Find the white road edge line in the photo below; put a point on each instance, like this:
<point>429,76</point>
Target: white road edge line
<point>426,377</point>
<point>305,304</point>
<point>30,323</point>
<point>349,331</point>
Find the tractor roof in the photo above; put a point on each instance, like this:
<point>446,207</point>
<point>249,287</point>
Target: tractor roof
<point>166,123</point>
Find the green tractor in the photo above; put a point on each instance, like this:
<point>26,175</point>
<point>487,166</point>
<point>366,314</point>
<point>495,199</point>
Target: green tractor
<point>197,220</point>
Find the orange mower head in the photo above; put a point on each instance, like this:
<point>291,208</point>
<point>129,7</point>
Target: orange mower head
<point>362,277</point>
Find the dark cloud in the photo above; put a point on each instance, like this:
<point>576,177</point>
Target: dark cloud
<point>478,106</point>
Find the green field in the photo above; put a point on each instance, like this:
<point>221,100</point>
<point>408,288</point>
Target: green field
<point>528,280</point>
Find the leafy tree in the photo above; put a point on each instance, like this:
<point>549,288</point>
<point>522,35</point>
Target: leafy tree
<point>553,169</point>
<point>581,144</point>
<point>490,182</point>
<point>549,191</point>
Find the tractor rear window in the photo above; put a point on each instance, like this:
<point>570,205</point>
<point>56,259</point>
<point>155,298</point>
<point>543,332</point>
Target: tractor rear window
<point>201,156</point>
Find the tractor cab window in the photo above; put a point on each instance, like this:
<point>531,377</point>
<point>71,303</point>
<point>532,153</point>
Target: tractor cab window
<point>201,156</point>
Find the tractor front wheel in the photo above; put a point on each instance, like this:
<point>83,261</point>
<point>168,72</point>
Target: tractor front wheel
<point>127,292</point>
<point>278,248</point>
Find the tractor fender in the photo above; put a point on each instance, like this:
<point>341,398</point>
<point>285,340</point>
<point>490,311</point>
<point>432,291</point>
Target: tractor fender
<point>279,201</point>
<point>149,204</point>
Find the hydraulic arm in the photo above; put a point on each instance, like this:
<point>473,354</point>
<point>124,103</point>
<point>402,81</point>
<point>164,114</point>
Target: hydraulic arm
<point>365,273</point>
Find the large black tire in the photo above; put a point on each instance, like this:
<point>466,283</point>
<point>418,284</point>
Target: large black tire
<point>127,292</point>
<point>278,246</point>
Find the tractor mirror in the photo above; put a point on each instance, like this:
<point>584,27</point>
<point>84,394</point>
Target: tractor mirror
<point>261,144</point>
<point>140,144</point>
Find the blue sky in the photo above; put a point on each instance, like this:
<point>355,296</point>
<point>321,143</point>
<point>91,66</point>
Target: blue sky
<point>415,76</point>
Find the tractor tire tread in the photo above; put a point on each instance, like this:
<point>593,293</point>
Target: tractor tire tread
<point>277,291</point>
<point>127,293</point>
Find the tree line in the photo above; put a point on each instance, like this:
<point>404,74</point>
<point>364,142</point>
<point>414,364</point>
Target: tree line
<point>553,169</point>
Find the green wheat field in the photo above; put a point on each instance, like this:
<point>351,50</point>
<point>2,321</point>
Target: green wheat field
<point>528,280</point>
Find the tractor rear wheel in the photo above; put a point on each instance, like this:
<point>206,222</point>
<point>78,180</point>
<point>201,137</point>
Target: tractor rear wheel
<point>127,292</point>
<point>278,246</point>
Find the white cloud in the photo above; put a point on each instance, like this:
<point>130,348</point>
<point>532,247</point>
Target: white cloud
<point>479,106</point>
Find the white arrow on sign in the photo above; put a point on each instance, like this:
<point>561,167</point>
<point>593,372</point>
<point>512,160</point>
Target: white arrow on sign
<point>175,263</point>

__________

◆ **Problem details**:
Reproduce every line above without error.

◆ **Final answer**:
Find the white road edge line in the photo below; put a point on each instance, like this:
<point>429,76</point>
Target: white road edge line
<point>426,377</point>
<point>305,304</point>
<point>30,323</point>
<point>349,331</point>
Find the tractor roof in the photo above; put a point on each instance, like this:
<point>446,207</point>
<point>249,287</point>
Target: tractor roof
<point>166,123</point>
Find the green tractor in the photo above; put a point on each instance, like this:
<point>26,175</point>
<point>487,166</point>
<point>366,314</point>
<point>495,199</point>
Target: green tractor
<point>197,220</point>
Find the orange mower head in the photo above; put a point on each instance, like this:
<point>291,208</point>
<point>129,7</point>
Target: orange mower head
<point>362,277</point>
Find the dark cloud in the photo above; put a point on each instance, like this:
<point>576,177</point>
Target: dark cloud
<point>478,106</point>
Find the green field in the photo above; put a point on each instance, like this:
<point>221,100</point>
<point>408,288</point>
Target: green field
<point>528,280</point>
Find the leafy tree in the photo above; put a point on each instance, like this:
<point>549,288</point>
<point>522,35</point>
Target: leafy tree
<point>553,169</point>
<point>581,144</point>
<point>490,182</point>
<point>549,191</point>
Find the tractor rear window in the photo above; put a point on each instance, like this:
<point>570,205</point>
<point>56,259</point>
<point>155,298</point>
<point>543,332</point>
Target: tractor rear window
<point>201,156</point>
Find the tractor cab window in the photo above; put a point on each instance, like this:
<point>531,377</point>
<point>71,303</point>
<point>532,153</point>
Target: tractor cab window
<point>201,156</point>
Find the tractor front wheel in the photo above; put a point on each instance, like this:
<point>83,261</point>
<point>168,72</point>
Target: tractor front wheel
<point>127,292</point>
<point>278,248</point>
Find the tractor fender in the photo above; put a point on each instance, like this:
<point>341,398</point>
<point>285,340</point>
<point>490,311</point>
<point>432,291</point>
Target: tractor fender
<point>279,201</point>
<point>149,204</point>
Find the hydraulic arm in the photo above; put a point on each instance, like this:
<point>473,354</point>
<point>124,103</point>
<point>402,81</point>
<point>164,114</point>
Target: hydraulic arm
<point>365,273</point>
Find the large black tire in the photo above; put a point on each instance, like this:
<point>466,283</point>
<point>418,284</point>
Target: large black tire
<point>127,292</point>
<point>278,246</point>
Find the tractor mirror in the photo above; put a point on each instance, like this:
<point>584,27</point>
<point>84,394</point>
Target: tractor mirror
<point>261,144</point>
<point>140,144</point>
Find the blue sky in the photo above; put a point on each instance, like this:
<point>355,296</point>
<point>321,143</point>
<point>91,66</point>
Target: blue sky
<point>415,76</point>
Find the tractor tire tread in the photo above; put a point on each instance, like this:
<point>593,293</point>
Target: tractor tire tread
<point>277,291</point>
<point>127,293</point>
Find the tree line in the photo above; put a point on each instance, like this:
<point>404,74</point>
<point>364,142</point>
<point>414,364</point>
Target: tree line
<point>553,169</point>
Find the green wheat field in the photo above; put a point on each instance, like this:
<point>351,50</point>
<point>2,321</point>
Target: green wheat field
<point>528,280</point>
Find the tractor rear wheel in the photo above; put a point on each instance, like this:
<point>206,222</point>
<point>78,180</point>
<point>201,137</point>
Target: tractor rear wheel
<point>127,292</point>
<point>278,246</point>
Find the white cloud in the photo above; put a point on each instance, like this:
<point>130,348</point>
<point>532,247</point>
Target: white cloud
<point>479,106</point>
Find the white arrow on sign in the photo above; put a point on each instance, like this:
<point>561,167</point>
<point>593,372</point>
<point>512,160</point>
Target: white arrow on sign
<point>175,263</point>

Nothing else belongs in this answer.